◆ **GIVEN RECORDS**:

--

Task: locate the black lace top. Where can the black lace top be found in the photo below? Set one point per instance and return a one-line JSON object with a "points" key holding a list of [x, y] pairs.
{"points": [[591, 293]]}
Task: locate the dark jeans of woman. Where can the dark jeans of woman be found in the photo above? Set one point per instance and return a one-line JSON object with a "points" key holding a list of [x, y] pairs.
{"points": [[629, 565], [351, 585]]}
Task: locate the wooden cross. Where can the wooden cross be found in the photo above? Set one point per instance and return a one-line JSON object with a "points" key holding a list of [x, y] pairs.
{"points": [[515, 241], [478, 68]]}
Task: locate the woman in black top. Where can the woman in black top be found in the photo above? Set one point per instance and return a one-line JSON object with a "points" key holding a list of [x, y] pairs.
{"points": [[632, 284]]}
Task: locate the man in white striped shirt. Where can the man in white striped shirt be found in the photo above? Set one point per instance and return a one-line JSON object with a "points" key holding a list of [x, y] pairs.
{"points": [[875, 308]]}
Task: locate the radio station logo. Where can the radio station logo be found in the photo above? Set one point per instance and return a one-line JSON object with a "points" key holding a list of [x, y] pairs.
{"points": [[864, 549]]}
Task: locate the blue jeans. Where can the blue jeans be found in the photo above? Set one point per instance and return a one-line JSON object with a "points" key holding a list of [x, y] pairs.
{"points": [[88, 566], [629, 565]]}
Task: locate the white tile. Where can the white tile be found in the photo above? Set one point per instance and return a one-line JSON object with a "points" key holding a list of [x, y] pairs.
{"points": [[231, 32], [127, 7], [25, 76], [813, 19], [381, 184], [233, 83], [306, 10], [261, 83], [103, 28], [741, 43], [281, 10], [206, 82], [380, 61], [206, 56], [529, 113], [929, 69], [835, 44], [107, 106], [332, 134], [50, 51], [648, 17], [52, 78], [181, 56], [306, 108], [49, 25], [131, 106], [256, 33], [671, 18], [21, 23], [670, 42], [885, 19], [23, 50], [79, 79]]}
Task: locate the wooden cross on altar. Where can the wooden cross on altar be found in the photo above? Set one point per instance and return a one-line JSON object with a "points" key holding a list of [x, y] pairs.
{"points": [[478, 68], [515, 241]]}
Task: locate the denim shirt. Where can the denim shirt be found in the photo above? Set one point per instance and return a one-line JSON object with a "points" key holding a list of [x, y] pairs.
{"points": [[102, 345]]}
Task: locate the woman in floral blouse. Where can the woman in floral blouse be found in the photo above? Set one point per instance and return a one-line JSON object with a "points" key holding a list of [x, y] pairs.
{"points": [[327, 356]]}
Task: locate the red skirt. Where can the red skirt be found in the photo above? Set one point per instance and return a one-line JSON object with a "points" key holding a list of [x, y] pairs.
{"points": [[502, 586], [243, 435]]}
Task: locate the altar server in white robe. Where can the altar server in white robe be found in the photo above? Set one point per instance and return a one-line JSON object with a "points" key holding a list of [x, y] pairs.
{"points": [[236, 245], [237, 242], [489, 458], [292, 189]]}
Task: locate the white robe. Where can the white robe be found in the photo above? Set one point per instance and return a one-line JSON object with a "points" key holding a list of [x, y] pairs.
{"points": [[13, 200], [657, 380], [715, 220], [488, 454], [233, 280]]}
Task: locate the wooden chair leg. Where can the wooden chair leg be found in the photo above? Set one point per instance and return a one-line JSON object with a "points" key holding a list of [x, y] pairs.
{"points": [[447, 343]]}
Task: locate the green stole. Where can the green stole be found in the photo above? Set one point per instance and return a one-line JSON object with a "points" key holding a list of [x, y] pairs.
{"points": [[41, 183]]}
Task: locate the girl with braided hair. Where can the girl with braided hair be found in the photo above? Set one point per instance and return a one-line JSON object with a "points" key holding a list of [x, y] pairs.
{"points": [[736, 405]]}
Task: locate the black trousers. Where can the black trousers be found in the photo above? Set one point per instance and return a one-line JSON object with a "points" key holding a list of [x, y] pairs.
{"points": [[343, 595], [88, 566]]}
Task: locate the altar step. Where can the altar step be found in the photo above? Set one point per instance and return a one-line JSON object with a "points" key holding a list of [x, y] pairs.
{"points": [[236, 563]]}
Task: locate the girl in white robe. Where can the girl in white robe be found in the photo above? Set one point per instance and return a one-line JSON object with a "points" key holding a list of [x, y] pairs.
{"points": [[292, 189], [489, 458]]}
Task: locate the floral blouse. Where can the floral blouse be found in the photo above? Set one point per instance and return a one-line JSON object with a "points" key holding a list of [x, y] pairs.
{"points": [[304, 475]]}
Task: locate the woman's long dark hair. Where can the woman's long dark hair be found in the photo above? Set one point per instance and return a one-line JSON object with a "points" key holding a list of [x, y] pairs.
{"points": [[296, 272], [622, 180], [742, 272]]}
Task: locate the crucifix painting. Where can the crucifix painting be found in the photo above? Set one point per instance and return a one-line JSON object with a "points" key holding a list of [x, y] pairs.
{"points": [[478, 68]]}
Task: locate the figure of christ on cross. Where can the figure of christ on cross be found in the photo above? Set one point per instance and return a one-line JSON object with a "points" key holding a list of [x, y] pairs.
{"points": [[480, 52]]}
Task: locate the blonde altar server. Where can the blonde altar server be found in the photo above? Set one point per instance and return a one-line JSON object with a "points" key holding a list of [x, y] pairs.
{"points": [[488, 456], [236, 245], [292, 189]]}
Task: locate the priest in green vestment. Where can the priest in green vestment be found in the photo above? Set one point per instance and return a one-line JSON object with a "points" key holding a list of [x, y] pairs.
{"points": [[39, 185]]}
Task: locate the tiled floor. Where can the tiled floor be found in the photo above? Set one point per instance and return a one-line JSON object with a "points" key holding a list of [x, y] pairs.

--

◆ **TASK BRIEF**:
Reproduce the records from the line containing "Task: locate the blonde" through the end of the records, keeping the requests unchanged and increasing every coordinate in the answers by 63.

◆ **SOLUTION TO THIS EXERCISE**:
Task: locate the blonde altar server. Where can the blonde altar server be found in the photo above? Set one point per instance and return a one-line JSON object with a "points" key holding a list of [x, y] pairs.
{"points": [[551, 519], [299, 308], [355, 252]]}
Task: locate the priest in green vestment. Where can the priest in green vestment be found in the photo above? Set one point per instance and return a one-line JSON object with a "points" key holding a list of [x, y] pairs.
{"points": [[102, 248]]}
Task: locate the tiled floor. Where can the tiled floor be found in the photo above? Set one point per instance and return a one-line JSON object with a "points" key holding a list of [x, y] pairs.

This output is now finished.